▶ EXERCISE REQUIREMENTS: Repeat the records below exactly.

---------- RECORDS TO USE ----------

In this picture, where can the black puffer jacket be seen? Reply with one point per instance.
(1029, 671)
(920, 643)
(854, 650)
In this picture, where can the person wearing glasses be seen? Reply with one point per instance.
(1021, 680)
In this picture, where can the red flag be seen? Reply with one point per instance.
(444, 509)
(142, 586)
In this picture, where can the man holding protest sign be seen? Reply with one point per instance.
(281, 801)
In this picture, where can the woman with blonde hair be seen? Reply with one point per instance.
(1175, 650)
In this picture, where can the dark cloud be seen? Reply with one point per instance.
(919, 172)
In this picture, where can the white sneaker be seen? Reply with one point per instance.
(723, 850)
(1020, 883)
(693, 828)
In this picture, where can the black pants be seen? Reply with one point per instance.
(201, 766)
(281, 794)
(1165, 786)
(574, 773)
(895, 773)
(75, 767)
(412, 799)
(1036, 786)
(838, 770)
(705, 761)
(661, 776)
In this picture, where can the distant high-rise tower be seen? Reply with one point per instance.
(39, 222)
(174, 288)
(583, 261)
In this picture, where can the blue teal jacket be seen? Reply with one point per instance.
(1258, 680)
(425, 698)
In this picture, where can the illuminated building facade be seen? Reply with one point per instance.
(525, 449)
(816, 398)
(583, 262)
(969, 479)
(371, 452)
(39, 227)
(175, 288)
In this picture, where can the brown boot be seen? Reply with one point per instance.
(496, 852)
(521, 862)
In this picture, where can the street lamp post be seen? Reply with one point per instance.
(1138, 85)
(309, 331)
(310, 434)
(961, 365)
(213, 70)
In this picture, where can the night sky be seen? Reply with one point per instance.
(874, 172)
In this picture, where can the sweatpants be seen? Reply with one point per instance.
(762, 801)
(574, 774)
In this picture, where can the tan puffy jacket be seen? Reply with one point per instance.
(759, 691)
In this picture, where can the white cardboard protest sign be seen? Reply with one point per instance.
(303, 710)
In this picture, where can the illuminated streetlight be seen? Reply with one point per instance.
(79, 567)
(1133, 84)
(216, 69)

----------

▶ FINISHED TASK:
In this picture, where can the black puffer jacket be seen? Reply with one point per instance.
(1029, 671)
(920, 643)
(854, 650)
In this picture, where can the person wearing glasses be seen? Reply with one point per instance.
(1021, 680)
In this picture, where can the red flag be seen? Reply with one point per instance.
(444, 509)
(142, 586)
In this picture, where can the man holding protest sign be seen? Reply with one point per instance.
(281, 801)
In this picture, where can the woman with blonde hair be seen? Reply with one point per instance.
(1175, 650)
In this picture, where can the dark cloud be seen? Reply with one point per instance.
(919, 172)
In this picture, where can the white sneaker be seen? Reply with one point per instance.
(723, 850)
(1020, 883)
(693, 828)
In this picture, where can the black pants be seen? Reply with one point per instance.
(201, 766)
(281, 794)
(1165, 786)
(574, 773)
(895, 773)
(75, 767)
(412, 799)
(1036, 786)
(838, 770)
(705, 761)
(661, 776)
In this picture, where can the distant high-rise tower be seen? Reply with one point per instance.
(39, 222)
(174, 288)
(583, 261)
In this picture, where can the blue teal jacket be seen? Reply with one point per instance.
(1258, 680)
(425, 698)
In this picture, where can the illuminated building facade be seen? Reply with one point per instance.
(525, 449)
(816, 398)
(583, 262)
(969, 479)
(371, 452)
(39, 227)
(175, 288)
In this picture, where can the brown boot be seen? Reply with one point per instance.
(496, 852)
(521, 862)
In this picture, where can the street lamp post be seen? Reply with one point per instance.
(1138, 85)
(309, 331)
(310, 434)
(961, 365)
(213, 70)
In this picture, where can the night sky be seen? Reply with one point per instance.
(874, 172)
In this picture, where can the sweatpants be seen? Reply with one point per instance.
(762, 801)
(574, 774)
In this picture, where can the tan puffy jacket be seen? Reply with one point per instance.
(759, 691)
In this picture, where can the white cardboard protest sign be seen? Reply with one point per instance.
(303, 710)
In this picture, where can the illuminated streetlight be seen? Reply with one point per instance.
(79, 567)
(1133, 84)
(216, 69)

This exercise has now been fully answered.